## BEGIN Data rows
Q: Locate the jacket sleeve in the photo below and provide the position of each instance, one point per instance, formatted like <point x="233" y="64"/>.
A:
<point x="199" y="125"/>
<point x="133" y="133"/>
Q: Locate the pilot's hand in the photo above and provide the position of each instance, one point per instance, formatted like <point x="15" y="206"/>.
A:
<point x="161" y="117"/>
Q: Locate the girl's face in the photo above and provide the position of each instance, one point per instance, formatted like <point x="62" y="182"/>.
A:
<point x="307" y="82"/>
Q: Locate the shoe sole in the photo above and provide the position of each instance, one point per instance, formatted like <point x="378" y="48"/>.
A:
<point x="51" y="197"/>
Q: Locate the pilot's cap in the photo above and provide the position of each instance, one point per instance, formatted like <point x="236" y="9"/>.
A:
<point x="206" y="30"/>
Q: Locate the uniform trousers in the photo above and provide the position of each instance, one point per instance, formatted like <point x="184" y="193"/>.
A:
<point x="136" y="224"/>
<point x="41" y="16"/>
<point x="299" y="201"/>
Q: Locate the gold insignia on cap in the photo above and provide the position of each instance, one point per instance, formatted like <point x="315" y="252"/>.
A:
## END Data rows
### Exercise description
Write out again, unchanged, every line from the line containing "Q: Locate the pilot's hand" to the final line of the material above.

### Exercise output
Q: Locate the pilot's hand in the photo above and provide the position of each instance, one point per instance, formatted like <point x="15" y="206"/>.
A:
<point x="161" y="117"/>
Q: Locate the girl's face in the photo above and provide the position of each instance, one point per instance, formatted like <point x="62" y="182"/>.
A:
<point x="307" y="82"/>
Q: Locate the shoe sole in the photo above and provide the position of each instance, one point per instance, formatted like <point x="378" y="48"/>.
A:
<point x="51" y="197"/>
Q: Locate the pilot's cap in the photo above and provide the position of each instance, one point per instance, formatted like <point x="236" y="9"/>.
A:
<point x="206" y="30"/>
Q: Locate the uniform trousers in the photo above and provide the position of each instance, one point per instance, formatted like <point x="184" y="193"/>.
A:
<point x="136" y="224"/>
<point x="41" y="16"/>
<point x="299" y="201"/>
Q: Locate the gold insignia on cap in the photo above and provide the position of each instance, one point per instance, formatted like <point x="315" y="252"/>.
A:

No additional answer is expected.